## [The task]
Tally the lines in the rows below that contain the string "glass", and give only that number.

Recorded data
Start
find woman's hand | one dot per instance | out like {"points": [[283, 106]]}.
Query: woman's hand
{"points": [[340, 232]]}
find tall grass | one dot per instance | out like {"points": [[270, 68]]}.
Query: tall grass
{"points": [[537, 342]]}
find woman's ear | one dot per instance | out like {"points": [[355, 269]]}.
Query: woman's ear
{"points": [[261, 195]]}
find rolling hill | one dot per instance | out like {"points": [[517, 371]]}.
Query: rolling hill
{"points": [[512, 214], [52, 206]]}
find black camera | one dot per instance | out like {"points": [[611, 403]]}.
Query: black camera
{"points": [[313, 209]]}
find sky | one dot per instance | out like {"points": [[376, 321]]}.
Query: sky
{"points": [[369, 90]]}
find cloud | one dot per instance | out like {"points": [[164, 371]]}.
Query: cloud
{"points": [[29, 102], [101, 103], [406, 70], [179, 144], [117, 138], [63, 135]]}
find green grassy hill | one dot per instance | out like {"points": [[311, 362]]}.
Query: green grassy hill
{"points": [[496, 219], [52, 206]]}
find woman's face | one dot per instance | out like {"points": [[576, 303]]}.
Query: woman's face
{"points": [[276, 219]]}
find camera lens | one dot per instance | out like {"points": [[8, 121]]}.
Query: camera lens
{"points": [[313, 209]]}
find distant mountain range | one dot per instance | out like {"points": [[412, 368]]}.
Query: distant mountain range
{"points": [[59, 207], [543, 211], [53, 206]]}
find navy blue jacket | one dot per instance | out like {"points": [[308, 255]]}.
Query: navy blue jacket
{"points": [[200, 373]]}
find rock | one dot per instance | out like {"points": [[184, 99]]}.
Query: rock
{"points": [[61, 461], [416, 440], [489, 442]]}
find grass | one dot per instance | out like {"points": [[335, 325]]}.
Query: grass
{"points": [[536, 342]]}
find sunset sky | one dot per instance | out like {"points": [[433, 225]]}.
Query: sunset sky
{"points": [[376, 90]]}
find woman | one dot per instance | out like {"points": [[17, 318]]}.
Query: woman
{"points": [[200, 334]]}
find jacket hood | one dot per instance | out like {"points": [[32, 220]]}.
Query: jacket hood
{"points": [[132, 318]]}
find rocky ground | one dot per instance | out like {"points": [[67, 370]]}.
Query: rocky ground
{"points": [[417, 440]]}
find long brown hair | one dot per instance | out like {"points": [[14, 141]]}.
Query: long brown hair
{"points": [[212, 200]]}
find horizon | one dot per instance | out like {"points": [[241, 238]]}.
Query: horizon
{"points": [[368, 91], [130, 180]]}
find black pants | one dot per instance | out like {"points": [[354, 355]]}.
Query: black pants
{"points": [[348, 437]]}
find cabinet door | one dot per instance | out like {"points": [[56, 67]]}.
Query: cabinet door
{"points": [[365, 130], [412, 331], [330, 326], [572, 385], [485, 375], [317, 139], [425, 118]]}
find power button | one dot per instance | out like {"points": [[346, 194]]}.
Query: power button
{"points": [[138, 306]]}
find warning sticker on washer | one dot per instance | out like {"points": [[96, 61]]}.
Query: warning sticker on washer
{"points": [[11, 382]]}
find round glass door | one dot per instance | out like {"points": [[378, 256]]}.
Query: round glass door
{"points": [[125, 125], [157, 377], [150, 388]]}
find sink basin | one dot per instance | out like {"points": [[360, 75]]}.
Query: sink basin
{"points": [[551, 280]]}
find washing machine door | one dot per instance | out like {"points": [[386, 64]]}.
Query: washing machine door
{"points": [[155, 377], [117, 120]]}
End
Start
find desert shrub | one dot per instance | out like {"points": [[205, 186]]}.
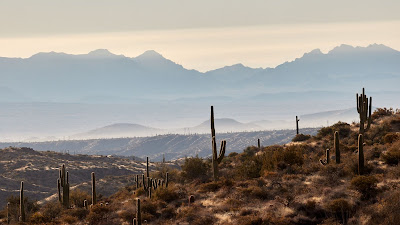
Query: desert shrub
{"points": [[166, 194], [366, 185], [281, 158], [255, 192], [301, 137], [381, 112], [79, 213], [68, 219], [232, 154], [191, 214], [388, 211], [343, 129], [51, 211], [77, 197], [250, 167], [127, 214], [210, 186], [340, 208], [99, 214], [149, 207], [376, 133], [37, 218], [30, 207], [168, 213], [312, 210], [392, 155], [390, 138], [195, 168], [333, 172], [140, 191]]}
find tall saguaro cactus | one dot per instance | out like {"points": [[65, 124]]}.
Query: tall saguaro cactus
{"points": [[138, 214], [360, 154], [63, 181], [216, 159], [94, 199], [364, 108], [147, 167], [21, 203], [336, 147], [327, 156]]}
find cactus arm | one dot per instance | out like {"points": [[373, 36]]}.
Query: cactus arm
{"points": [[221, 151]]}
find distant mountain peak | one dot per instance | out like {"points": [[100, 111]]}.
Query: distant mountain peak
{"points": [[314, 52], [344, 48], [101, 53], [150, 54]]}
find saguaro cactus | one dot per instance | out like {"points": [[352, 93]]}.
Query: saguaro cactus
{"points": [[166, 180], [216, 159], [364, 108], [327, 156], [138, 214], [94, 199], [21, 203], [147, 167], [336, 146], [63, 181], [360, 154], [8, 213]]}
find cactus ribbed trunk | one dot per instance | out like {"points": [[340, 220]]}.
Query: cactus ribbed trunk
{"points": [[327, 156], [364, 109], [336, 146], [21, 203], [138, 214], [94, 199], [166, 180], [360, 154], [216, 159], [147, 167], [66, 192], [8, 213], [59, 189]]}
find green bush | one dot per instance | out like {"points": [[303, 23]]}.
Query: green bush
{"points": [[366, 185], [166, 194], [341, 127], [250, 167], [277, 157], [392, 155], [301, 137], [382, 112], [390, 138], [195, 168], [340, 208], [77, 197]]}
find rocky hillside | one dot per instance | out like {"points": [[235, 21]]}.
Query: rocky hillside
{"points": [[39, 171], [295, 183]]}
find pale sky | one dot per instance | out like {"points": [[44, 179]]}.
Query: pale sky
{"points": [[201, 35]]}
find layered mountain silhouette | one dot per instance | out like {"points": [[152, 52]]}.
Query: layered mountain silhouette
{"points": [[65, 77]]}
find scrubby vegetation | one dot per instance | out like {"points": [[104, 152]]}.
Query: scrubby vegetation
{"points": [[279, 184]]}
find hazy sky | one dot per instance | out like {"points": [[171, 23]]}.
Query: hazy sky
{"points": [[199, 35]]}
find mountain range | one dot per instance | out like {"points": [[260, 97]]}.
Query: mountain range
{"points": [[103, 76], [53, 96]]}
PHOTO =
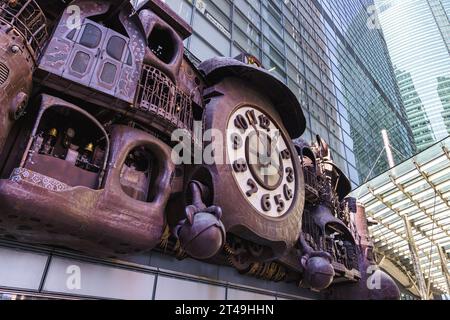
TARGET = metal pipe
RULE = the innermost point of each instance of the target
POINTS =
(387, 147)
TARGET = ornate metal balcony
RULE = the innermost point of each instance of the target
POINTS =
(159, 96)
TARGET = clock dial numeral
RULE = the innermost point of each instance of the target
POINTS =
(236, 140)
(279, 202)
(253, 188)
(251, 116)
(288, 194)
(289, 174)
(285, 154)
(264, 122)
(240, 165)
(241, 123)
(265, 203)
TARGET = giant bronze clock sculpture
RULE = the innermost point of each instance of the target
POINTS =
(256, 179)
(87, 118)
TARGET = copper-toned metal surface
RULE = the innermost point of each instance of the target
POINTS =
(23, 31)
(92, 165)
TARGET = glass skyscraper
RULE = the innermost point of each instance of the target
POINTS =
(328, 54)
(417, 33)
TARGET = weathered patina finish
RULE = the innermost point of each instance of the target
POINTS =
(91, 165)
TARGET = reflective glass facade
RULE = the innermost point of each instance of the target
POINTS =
End
## [Output]
4